§ Requirement 1
Name every tradition that the transhumance text says is closely connected to Alpine pastures.

begin Document passage

Austria has over 12 000 sites where 70 000 farmers take care of about 500 000 cattle. Alpine pastures amount to a quarter of the farmland.

Bavaria has about 1400 sites hosting 50 000 cattle, about half of them in Upper Bavaria and the other half in the Allgäu.

In Switzerland, about 380 000 cattle including 130 000 cows as well as 200 000 sheep are in summer on high pastures. Milk from cows here is usually made into local cheese specialities, handmade using traditional methods and tools. Alpine pastures amount to 35% of Swiss farmland. Transhumance contributes much to traditional Swiss culture, for example yodeling, alphorn and Schwingen (wrestling) are closely connected to Alpine pastures.

The Balkans[]

In the Balkans, the Sarakatsani, Aromanians and Yörüks traditionally spent summer months in the mountains and returned to lower plains in the winter. Until the mid-20th century, borders between Greece, Albania, Bulgaria and Yugoslavia were relatively unobstructed. In summer, some groups went as far north as the Balkan mountains while winter they would spend in warmer plains in vicinity of the Aegean sea. The Morlachs were a population of Vlach shepherds who lived in the Dinaric Alps (western Balkans in modern use), constantly migrating in search for better pastures for their sheep flocks. But as national states appeared in a former domain of the Ottoman empire, new state borders came to separate summer and winter habitats of many of the pastoral groups.

British Isles[]

Wales[]

In most parts of Wales, farm workers and sometimes the farmer would spend the summer months at a hillside summer house or hafod (Template:IPA-cy) where the livestock would graze. Then during the late autumn they would return down to the valleys with the farm workers staying at the main residence or hendre (Template:IPA-cy).[2]

This system of transhumance has not been practised for almost a century although it did continue in Snowdonia after it died out elsewhere in Wales and remnants of the practice can still be found in rural farming communities in the region to this day.[3] Both "Hafod" and "Hendre" commonly survive in Wales as place names and house names. Today, cattle and sheep on many hill farms are still often transported to lowland winter pastures, but now by truck.

end Document passage
begin Material provided

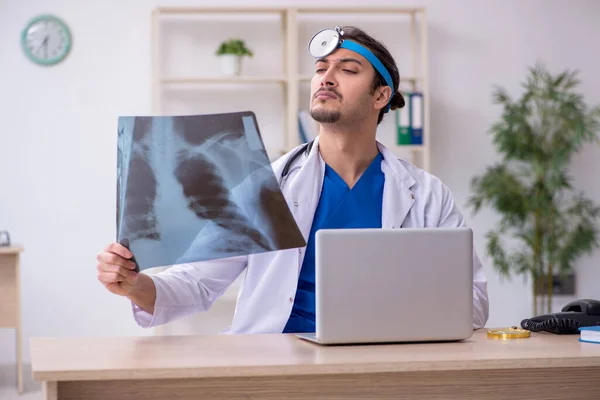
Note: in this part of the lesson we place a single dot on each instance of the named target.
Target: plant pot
(231, 64)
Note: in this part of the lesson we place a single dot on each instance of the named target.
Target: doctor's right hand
(115, 269)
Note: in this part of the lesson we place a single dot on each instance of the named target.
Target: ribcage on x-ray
(184, 180)
(208, 197)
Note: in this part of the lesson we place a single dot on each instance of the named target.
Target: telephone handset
(576, 314)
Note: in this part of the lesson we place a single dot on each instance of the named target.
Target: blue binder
(416, 117)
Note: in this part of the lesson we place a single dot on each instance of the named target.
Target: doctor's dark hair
(382, 53)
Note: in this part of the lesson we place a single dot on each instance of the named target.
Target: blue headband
(366, 53)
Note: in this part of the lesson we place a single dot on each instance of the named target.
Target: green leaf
(537, 135)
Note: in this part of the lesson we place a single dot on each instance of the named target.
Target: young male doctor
(345, 179)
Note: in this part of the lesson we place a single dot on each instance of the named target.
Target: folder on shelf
(403, 128)
(416, 118)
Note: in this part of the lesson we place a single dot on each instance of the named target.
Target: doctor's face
(341, 88)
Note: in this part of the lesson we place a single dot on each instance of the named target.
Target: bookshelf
(288, 82)
(186, 79)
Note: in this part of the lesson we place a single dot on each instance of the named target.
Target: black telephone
(576, 314)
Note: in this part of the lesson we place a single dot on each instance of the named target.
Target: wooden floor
(8, 384)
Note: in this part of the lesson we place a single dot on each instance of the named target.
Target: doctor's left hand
(116, 270)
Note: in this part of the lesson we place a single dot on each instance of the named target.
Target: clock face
(46, 40)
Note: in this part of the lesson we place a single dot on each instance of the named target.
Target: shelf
(218, 10)
(305, 10)
(224, 79)
(361, 10)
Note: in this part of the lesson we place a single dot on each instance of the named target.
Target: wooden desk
(545, 366)
(10, 300)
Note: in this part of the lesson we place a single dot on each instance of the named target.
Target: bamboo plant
(545, 224)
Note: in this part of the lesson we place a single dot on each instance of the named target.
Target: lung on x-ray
(197, 188)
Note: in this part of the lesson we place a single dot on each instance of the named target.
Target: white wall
(57, 148)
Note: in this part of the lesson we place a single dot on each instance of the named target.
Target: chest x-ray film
(197, 188)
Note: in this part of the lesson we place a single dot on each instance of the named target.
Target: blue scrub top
(339, 207)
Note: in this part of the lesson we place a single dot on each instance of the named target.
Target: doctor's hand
(116, 270)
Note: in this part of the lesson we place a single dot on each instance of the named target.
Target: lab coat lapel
(398, 197)
(305, 189)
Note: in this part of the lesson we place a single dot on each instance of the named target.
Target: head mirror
(325, 42)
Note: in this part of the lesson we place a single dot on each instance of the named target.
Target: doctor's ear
(397, 101)
(382, 95)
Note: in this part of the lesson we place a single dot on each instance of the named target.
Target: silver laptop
(393, 285)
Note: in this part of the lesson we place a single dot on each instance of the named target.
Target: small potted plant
(231, 53)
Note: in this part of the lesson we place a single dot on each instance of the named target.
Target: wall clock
(46, 40)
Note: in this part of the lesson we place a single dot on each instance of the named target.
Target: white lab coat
(411, 198)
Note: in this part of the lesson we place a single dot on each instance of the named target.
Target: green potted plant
(549, 225)
(231, 53)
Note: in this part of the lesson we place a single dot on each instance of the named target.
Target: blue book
(589, 334)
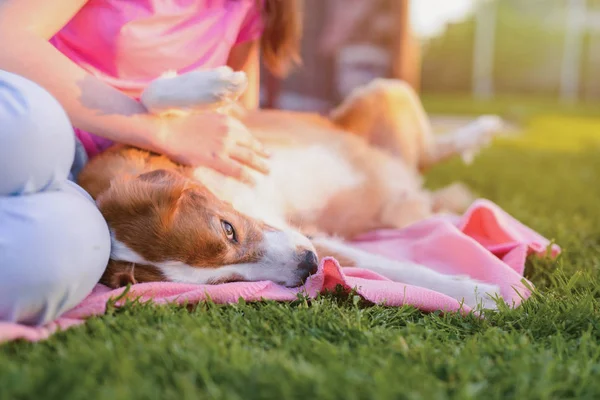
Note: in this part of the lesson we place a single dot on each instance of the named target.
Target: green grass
(335, 348)
(514, 108)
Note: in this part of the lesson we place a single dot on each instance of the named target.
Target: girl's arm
(25, 28)
(246, 57)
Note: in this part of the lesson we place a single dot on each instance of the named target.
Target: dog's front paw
(196, 90)
(476, 295)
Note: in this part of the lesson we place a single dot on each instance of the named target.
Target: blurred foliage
(529, 48)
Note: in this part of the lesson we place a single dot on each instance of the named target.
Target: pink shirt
(128, 43)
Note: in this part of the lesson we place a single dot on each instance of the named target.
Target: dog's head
(166, 227)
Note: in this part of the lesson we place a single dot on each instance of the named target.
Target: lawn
(335, 348)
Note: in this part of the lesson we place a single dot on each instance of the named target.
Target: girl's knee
(38, 142)
(54, 247)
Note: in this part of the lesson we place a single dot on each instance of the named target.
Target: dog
(332, 179)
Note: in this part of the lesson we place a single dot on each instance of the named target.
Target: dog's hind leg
(389, 115)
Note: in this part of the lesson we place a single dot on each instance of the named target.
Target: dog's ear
(160, 176)
(119, 274)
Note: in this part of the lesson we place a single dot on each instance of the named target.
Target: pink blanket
(486, 243)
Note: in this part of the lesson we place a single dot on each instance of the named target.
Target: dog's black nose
(309, 263)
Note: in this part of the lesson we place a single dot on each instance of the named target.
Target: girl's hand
(213, 140)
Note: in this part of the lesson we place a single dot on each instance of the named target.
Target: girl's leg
(54, 243)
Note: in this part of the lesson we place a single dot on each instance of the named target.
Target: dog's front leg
(210, 89)
(461, 288)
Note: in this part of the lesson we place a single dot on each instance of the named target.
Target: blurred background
(511, 57)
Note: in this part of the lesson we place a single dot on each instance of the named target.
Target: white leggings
(54, 243)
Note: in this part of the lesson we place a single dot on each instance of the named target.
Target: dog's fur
(333, 178)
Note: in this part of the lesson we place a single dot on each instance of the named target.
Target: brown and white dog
(333, 178)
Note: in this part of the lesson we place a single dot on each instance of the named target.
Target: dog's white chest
(302, 180)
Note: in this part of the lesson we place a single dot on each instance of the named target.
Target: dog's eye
(229, 231)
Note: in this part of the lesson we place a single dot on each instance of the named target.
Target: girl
(95, 57)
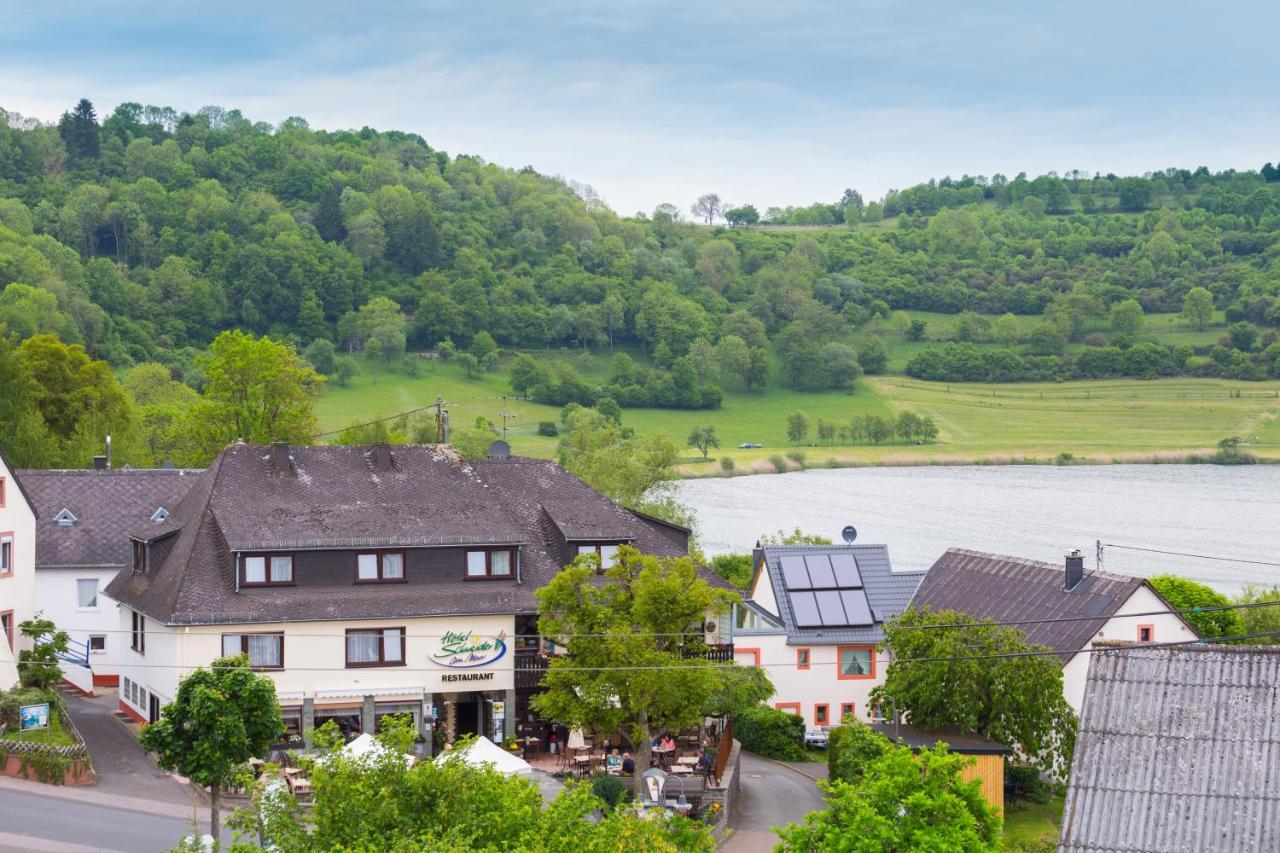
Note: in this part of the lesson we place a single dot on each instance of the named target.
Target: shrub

end Material provided

§ Requirement 2
Return each line of the saved entries that contains the word "black", matching its case exactly.

§ Solution 1
Yodeling, alphorn, and Schwingen (wrestling).

§ Solution 2
Target: black telephone
Target: dog's black nose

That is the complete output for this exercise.